DESCRIPTION OF THE TASK: Every record that follows should be output exactly as it is given.

DATA FOR THIS TASK:
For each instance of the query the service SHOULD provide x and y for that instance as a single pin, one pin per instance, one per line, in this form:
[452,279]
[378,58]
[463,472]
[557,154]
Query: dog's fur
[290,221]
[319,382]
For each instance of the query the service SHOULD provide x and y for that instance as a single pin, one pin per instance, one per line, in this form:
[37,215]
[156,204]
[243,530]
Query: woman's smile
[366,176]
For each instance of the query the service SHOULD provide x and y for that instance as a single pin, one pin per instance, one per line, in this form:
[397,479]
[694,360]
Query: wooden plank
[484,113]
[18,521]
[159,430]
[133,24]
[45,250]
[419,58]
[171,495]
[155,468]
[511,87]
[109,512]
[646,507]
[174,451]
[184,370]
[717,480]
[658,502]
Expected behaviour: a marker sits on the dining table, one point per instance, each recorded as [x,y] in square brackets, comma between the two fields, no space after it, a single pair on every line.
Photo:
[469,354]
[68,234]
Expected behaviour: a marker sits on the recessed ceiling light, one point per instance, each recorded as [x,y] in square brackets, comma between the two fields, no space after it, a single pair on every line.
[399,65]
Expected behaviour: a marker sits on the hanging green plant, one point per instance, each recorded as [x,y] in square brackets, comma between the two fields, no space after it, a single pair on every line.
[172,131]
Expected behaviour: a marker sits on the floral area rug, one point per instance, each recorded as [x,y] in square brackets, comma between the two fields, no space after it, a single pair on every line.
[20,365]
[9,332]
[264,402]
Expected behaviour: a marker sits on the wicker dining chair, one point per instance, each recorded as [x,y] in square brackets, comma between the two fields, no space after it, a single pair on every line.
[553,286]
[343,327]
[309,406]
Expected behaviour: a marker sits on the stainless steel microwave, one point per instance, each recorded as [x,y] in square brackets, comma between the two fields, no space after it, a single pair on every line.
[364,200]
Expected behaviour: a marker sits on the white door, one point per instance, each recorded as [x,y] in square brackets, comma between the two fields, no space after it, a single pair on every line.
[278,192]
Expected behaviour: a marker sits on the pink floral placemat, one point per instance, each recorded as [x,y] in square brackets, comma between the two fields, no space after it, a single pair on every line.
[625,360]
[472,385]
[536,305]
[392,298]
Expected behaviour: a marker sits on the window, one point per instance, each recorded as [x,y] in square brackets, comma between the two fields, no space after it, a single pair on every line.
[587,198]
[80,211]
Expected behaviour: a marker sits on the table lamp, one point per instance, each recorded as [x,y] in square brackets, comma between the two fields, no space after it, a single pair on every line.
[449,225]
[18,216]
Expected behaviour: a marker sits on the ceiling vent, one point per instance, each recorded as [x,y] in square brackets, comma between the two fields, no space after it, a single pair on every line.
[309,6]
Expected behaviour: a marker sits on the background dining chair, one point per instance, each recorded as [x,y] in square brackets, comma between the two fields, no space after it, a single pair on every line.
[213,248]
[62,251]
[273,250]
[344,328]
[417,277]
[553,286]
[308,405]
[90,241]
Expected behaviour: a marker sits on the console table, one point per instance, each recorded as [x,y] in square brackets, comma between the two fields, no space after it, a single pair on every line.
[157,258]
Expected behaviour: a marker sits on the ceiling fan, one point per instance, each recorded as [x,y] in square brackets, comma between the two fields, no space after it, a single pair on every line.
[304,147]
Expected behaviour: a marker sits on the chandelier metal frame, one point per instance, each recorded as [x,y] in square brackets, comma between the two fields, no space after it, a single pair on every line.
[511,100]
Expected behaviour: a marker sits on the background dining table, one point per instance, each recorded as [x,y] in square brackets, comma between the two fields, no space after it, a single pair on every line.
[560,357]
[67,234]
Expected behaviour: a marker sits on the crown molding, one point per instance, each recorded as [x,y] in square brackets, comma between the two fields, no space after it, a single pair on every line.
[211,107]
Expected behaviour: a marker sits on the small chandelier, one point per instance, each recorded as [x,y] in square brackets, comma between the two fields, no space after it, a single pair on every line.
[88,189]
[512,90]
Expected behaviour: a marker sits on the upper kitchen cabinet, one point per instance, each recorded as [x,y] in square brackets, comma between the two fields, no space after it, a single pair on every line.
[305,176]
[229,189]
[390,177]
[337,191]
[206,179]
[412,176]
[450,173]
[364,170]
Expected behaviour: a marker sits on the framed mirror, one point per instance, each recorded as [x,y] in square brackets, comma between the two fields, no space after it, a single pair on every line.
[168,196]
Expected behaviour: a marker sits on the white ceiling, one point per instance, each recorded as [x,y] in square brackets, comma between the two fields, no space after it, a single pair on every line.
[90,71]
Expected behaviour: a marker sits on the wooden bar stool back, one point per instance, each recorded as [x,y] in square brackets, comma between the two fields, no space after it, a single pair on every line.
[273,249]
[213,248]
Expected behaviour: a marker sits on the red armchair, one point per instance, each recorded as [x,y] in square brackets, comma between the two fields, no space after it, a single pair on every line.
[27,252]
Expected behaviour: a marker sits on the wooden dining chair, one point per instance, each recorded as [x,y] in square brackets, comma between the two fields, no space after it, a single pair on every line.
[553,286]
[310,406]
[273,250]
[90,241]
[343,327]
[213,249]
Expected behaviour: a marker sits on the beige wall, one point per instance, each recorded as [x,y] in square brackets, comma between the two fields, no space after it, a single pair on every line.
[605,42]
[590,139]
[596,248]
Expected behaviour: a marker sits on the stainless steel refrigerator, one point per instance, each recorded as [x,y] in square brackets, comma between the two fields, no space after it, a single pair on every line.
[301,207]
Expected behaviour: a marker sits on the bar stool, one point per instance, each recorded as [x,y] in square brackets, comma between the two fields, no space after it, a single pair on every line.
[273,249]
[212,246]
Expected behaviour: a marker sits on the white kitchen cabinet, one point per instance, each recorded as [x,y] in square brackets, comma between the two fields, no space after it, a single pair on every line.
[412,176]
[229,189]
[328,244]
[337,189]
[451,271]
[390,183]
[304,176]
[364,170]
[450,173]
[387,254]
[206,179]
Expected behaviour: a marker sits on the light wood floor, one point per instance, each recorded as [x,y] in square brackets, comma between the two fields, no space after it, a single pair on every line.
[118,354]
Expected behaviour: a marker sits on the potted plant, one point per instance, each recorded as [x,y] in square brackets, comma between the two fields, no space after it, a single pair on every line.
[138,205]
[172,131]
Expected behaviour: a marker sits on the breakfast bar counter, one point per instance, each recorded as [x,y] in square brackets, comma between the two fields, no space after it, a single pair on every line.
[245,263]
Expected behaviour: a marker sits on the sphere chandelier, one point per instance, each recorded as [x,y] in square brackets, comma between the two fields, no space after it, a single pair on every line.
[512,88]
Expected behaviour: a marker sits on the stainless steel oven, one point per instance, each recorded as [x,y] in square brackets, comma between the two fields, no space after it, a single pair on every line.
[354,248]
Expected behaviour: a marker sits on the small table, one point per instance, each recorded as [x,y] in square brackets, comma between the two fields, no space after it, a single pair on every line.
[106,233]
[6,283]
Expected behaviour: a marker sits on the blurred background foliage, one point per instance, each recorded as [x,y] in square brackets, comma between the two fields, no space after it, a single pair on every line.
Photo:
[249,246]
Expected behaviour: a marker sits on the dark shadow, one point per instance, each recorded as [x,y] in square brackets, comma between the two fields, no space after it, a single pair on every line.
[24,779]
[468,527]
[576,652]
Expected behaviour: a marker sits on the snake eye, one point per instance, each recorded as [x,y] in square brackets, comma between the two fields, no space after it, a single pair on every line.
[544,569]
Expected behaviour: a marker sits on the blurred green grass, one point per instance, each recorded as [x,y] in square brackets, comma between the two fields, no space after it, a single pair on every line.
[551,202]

RESPONSE TO THE EXERCISE:
For each instance of the query the service SHOULD provide x and y for that instance as a single pin, one pin per instance, one per line, in this form:
[452,279]
[378,58]
[463,472]
[557,154]
Query: dog's fur
[290,221]
[319,382]
For each instance of the query the service SHOULD provide x and y for that instance as a single pin, one pin per instance, one per line, in this form:
[37,215]
[156,204]
[243,530]
Query: woman's smile
[366,176]
For each instance of the query the service SHOULD provide x and y for that instance as a single pin, one pin per instance, one per line, in this form:
[397,479]
[694,360]
Query: wooden plank
[484,113]
[18,521]
[159,430]
[133,24]
[45,250]
[419,58]
[171,495]
[155,468]
[511,87]
[109,512]
[646,507]
[174,451]
[184,370]
[717,480]
[658,502]
Expected behaviour: a marker sits on the dining table, one point per instance, each recorded as [x,y] in square brackets, comma between the two fields, no space after it, a single pair on every line.
Photo:
[469,354]
[68,234]
Expected behaviour: a marker sits on the recessed ceiling light, one point per instance, each recorded as [x,y] in square brackets, comma between the two fields, no space after it, a single pair on every line.
[399,65]
Expected behaviour: a marker sits on the hanging green plant, one point per instance, each recorded as [x,y] in square brackets, comma between the two fields, no space after it, a single pair on every line.
[172,131]
Expected behaviour: a marker sits on the floral area rug, one point per instance, each recorded as [x,y] in square brackets, comma between the two fields, no space after it, a single pair on every line.
[20,365]
[9,332]
[264,402]
Expected behaviour: a marker sits on the wicker dining chair, one point per instance, each recorded as [x,y] in square brackets, comma between the two fields, no space after it, a single pair on every line.
[553,286]
[343,327]
[309,406]
Expected behaviour: a marker sits on the stainless steel microwave, one point per instance, each recorded as [x,y] in square brackets, comma between the two fields, no space after it, a single pair on every line.
[364,200]
Expected behaviour: a marker sits on the white door, one point per instance, each recorded as [x,y] in square brackets, comma between the two fields, no space after it, a single pair on every line.
[278,192]
Expected behaviour: a marker sits on the pink floral placemat, one point per instance, each recorded as [x,y] in square brackets, comma between the two fields, no space after it, a single pair on every line.
[625,360]
[472,385]
[536,305]
[392,298]
Expected behaviour: a marker sits on the window, one point per instance, each recorded as [x,y] in square brackets, comma between the two fields, no space after it, a single pair on every line.
[587,198]
[80,211]
Expected behaviour: a marker sits on the table lamp, one point per instance, each recorded as [x,y] in square brackets, comma between the two fields, no space after it, a single pair on every line.
[449,225]
[18,216]
Expected behaviour: a marker sits on the ceiling vent, one point per instance, each recorded as [x,y] in square brackets, comma between the two fields, no space after it, a single pair on every line.
[309,6]
Expected behaviour: a marker sits on the background dining chair, one point per instance, each recorded as [x,y] in square brackets, comma between the two fields, no space after it, a single pair on every line.
[213,248]
[62,251]
[273,250]
[344,328]
[417,277]
[553,286]
[308,405]
[90,241]
Expected behaviour: a marker sits on the console table, one point per instance, each recorded as [x,y] in square brackets, comma between the two fields, no space after it, a single pair on every line.
[157,258]
Expected behaviour: a marker sits on the ceiling fan, one point per instance, each recorded as [x,y] in square brackets, comma between the two fields, no space after it, a single pair on every line.
[304,147]
Expected behaviour: a marker sits on the chandelier metal frame, one point per instance, each recorded as [x,y] in square brackets, comma between the two fields, no space after it, a single pair on every line.
[511,100]
Expected behaviour: a marker sits on the background dining table, one point per instance, each recorded as [x,y] in square brackets, comma between the two fields, no space after it, a single pair on every line.
[560,357]
[67,234]
Expected behaviour: a marker sits on the crown molding, one point per instance, each recorded as [x,y] in square brackets, comma between the two fields, no space after it, a single pair on every line.
[211,107]
Expected behaviour: a marker sits on the small chandelier, one point per instance, each recorded as [x,y] in square brackets, comma between the two fields, no space after it, a single pair on every line.
[88,189]
[512,90]
Expected behaviour: a marker sits on the upper kitchen cabinet, one point per instance, each recorded as [x,y] in square brackets, comma between the two fields, no space after it, a single pair on every line.
[305,176]
[229,189]
[390,177]
[337,191]
[206,179]
[412,176]
[450,173]
[364,170]
Expected behaviour: a marker sits on the framed mirror, one point per instance, each recorded as [x,y] in square brackets, comma between the two fields, no space after it, a single pair on every line.
[168,196]
Expected behaviour: a marker sits on the white ceiling, one point per instance, each recorded as [x,y] in square brackets, comma between the two fields, no space after it, a single pair on every line.
[90,71]
Expected behaviour: a marker sits on the wooden bar stool back, one point per instance, each recorded as [x,y] in square brackets, comma between the two fields, no space after it, a single pair on every line.
[273,249]
[213,248]
Expected behaviour: a marker sits on the red armchair, one point per instance, each recorded as [x,y] in square brackets, comma between the two fields, no space after it, a single pair on every line.
[27,252]
Expected behaviour: a marker sits on the wooden dining chair, one point per instance, each recorded as [x,y] in square brackets, comma between the two fields, no space after it, a single pair on every line.
[553,286]
[310,406]
[273,250]
[90,241]
[343,327]
[213,249]
Expected behaviour: a marker sits on the beige wall, one point per instance, each recorded as [x,y] in square brackets, comma between the two fields, no space after it, a single pair on every line.
[605,42]
[590,139]
[596,248]
Expected behaviour: a marker sits on the stainless steel refrigerator, one point per instance, each recorded as [x,y] in square brackets, comma between the two fields, no space after it, a single pair on every line.
[301,207]
Expected behaviour: a marker sits on the bar stool, one point per instance, each recorded as [x,y] in square brackets, comma between the two fields, no space after it, a single pair on every line.
[273,249]
[212,246]
Expected behaviour: a marker sits on the white kitchen cabinet, one point per instance, each recorded as [x,y] in square brackets, comma between the two fields, no space after it, a single pair on every line.
[412,176]
[229,189]
[328,244]
[337,189]
[451,271]
[390,183]
[304,176]
[364,170]
[450,173]
[387,254]
[206,179]
Expected behaviour: a marker sits on the light wood floor, one point per instance, each recorded as [x,y] in square brackets, comma between the two fields, no space after it, a single pair on every line.
[118,354]
Expected behaviour: a marker sits on the potted plant, one point per instance, each recorded as [x,y] in square brackets, comma between the two fields, no space after it, a single pair on every line.
[138,205]
[172,131]
Expected behaviour: a marker sits on the breakfast bar counter, one point per instance, each recorded as [x,y] in square brackets, comma between the two fields, no space after it, a single pair on every line.
[245,263]
Expected behaviour: a marker sits on the sphere chandelier, one point per instance, each recorded as [x,y] in square brackets, comma between the two fields, no space after it, a single pair on every line.
[512,88]
Expected behaviour: a marker sits on the stainless steel oven, one point per instance, each recorded as [x,y] in square brackets, comma between the two fields, no space after it, a single pair on every line.
[354,248]
Expected behaviour: a marker sits on the small table, one point per instance, each recorded as [x,y] in square brackets, comma between the two fields, no space after it, a single pair on every line.
[106,233]
[6,283]
Expected behaviour: a marker sits on the blurred background foliage, one point per instance, each recorded as [x,y] in square brackets, comma between the two fields, no space after it, a single pair on every line.
Photo:
[249,246]
Expected behaviour: a marker sits on the dark shadow, one point per instance, each recorded as [x,y] in square brackets, comma between the two fields, no space after it, a single pair on every line.
[24,779]
[468,527]
[576,652]
Expected behaviour: a marker sits on the snake eye, one point per instance, each recorded as [x,y] in square brackets, comma between the two fields, no space after it, a single pair on every line.
[544,569]
Expected behaviour: a marker sits on the blurred green grass, one point per instance, each recorded as [x,y] in square brackets, comma between the two fields, no space after it, a single pair on every line.
[551,202]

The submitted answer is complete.